> _DATA IN THIS EXERCISE_
- - - -

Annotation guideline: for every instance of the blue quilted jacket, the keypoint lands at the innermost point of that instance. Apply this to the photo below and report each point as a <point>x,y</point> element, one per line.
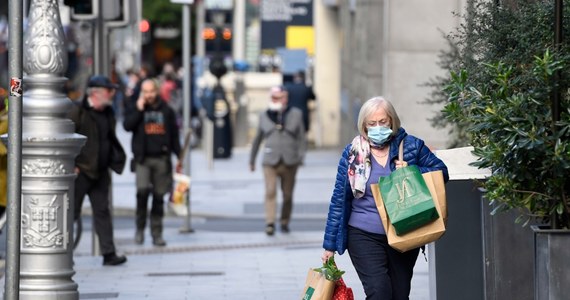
<point>415,153</point>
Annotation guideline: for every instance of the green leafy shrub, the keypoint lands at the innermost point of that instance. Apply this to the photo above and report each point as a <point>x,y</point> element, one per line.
<point>509,123</point>
<point>512,32</point>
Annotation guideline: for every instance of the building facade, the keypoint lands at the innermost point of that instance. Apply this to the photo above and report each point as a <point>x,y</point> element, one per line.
<point>366,48</point>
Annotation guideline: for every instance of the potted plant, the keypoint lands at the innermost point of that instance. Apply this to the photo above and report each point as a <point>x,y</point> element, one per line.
<point>505,70</point>
<point>512,130</point>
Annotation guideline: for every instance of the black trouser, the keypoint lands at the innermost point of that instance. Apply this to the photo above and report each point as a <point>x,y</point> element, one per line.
<point>98,191</point>
<point>385,273</point>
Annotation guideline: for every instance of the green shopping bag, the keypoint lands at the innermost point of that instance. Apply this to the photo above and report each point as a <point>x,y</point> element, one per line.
<point>407,199</point>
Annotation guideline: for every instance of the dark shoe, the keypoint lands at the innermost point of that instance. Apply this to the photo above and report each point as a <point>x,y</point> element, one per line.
<point>158,241</point>
<point>113,260</point>
<point>139,237</point>
<point>270,229</point>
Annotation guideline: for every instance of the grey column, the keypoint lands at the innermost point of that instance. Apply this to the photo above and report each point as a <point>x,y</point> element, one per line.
<point>49,147</point>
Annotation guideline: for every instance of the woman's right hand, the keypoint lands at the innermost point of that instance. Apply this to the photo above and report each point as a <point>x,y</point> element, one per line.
<point>326,255</point>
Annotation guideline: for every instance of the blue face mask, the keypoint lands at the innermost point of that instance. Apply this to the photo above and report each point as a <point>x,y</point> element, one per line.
<point>379,134</point>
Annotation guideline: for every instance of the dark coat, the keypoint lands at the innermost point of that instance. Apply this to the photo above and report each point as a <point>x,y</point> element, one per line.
<point>85,124</point>
<point>134,122</point>
<point>340,208</point>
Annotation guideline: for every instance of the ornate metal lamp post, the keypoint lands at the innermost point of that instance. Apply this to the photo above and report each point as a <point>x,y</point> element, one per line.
<point>49,147</point>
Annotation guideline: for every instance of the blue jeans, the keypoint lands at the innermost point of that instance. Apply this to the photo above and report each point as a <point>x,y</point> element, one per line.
<point>385,273</point>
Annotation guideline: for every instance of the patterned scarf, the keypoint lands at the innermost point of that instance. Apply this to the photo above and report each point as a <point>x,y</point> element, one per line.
<point>359,165</point>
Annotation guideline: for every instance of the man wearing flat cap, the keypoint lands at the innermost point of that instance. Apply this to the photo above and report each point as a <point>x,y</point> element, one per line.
<point>281,126</point>
<point>95,119</point>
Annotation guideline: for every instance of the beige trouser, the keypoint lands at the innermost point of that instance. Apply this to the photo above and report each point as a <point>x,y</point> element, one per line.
<point>287,177</point>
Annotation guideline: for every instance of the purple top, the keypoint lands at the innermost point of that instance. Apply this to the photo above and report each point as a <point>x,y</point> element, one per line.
<point>364,215</point>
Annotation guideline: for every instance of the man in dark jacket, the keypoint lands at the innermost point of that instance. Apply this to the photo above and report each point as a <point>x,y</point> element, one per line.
<point>300,95</point>
<point>94,118</point>
<point>155,138</point>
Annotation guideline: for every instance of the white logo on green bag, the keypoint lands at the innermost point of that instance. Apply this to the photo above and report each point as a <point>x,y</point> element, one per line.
<point>403,190</point>
<point>309,293</point>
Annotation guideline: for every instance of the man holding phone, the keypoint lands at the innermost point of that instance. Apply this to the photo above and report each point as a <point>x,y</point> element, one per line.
<point>155,138</point>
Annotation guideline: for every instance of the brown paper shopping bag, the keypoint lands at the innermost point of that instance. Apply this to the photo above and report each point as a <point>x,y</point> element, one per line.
<point>317,287</point>
<point>425,234</point>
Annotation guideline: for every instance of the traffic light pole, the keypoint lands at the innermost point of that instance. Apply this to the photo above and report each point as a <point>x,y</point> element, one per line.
<point>186,61</point>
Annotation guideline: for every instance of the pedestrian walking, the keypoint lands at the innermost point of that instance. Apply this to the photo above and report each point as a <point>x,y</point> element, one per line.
<point>155,138</point>
<point>281,126</point>
<point>95,119</point>
<point>353,221</point>
<point>300,95</point>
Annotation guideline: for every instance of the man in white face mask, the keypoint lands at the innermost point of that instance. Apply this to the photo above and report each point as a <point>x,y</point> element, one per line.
<point>95,119</point>
<point>284,133</point>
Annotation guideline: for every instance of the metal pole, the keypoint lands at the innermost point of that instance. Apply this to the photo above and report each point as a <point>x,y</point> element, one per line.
<point>186,59</point>
<point>200,20</point>
<point>238,36</point>
<point>15,54</point>
<point>100,68</point>
<point>99,39</point>
<point>49,146</point>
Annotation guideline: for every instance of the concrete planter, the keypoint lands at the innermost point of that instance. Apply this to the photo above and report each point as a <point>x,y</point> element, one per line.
<point>508,255</point>
<point>551,263</point>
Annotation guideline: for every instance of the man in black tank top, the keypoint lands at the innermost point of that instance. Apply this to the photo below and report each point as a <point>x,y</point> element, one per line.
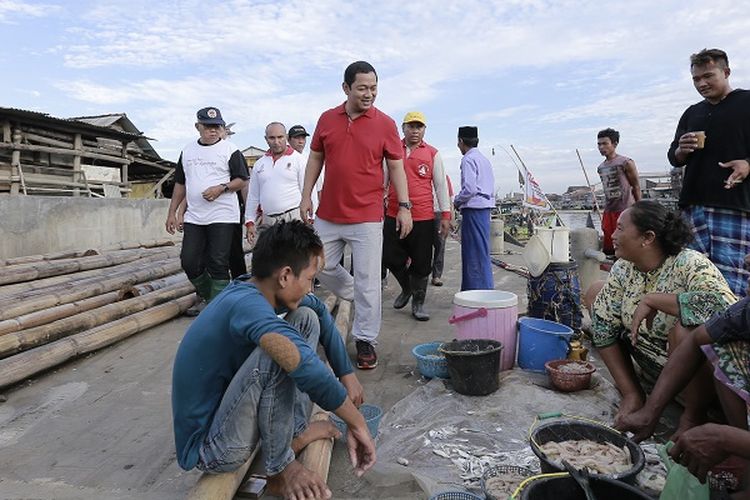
<point>712,141</point>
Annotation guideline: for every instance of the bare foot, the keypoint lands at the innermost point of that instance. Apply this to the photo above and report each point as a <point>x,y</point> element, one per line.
<point>321,429</point>
<point>296,482</point>
<point>688,421</point>
<point>629,404</point>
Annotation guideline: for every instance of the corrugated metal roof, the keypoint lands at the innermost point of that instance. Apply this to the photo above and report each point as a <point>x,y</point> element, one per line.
<point>65,124</point>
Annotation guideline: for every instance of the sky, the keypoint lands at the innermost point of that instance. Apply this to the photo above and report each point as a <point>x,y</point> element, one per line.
<point>543,76</point>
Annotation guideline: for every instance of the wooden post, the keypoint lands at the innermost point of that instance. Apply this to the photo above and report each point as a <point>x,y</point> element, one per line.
<point>78,146</point>
<point>15,164</point>
<point>124,173</point>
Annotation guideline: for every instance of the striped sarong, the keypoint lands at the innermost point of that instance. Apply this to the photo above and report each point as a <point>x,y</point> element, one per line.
<point>723,235</point>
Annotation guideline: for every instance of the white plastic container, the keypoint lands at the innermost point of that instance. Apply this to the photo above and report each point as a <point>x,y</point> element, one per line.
<point>557,242</point>
<point>488,314</point>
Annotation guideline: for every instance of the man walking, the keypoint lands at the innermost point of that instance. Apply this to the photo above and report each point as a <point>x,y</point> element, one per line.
<point>353,140</point>
<point>276,183</point>
<point>712,141</point>
<point>424,173</point>
<point>475,201</point>
<point>209,172</point>
<point>619,181</point>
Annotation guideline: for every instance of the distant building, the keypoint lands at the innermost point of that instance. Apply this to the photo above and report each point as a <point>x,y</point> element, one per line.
<point>97,156</point>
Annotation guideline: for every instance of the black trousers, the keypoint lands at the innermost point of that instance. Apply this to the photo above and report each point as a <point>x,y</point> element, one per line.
<point>438,242</point>
<point>206,249</point>
<point>417,246</point>
<point>237,266</point>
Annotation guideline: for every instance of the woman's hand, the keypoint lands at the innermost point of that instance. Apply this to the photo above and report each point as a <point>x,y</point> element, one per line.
<point>644,311</point>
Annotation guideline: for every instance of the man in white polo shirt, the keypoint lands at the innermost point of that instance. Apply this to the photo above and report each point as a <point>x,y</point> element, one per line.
<point>275,184</point>
<point>209,173</point>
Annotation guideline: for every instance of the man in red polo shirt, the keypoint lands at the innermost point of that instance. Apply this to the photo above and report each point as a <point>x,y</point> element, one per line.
<point>425,173</point>
<point>353,139</point>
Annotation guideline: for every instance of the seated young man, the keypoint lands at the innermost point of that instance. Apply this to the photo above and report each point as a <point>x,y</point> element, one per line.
<point>240,371</point>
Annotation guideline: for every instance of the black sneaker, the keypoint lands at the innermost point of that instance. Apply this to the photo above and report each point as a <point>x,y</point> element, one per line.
<point>366,357</point>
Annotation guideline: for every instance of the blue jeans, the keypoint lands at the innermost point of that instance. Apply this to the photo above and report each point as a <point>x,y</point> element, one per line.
<point>261,403</point>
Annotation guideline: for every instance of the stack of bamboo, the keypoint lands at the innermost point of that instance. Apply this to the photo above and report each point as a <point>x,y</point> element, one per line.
<point>55,307</point>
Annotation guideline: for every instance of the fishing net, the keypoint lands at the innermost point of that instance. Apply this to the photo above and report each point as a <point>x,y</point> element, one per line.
<point>556,295</point>
<point>448,440</point>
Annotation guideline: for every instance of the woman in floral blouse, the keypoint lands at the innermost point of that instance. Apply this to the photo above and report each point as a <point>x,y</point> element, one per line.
<point>672,288</point>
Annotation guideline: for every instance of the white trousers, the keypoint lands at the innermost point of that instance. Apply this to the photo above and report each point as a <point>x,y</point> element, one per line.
<point>366,241</point>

- - - -

> _GIVEN REQUEST_
Rewrite the records from the line with "Annotation guideline: for every instance of the woman's right" up to and including the line with "<point>326,255</point>", keeping the requests, and offset every coordinate in the answers by 124.

> _SOLUTION TO THE EXERCISE_
Annotation guideline: for every instance of the woman's right hand, the keypoint lands at the innermost point of that instance. Apply this to the photo above and report each point as a <point>x,y</point> element, one per line.
<point>450,379</point>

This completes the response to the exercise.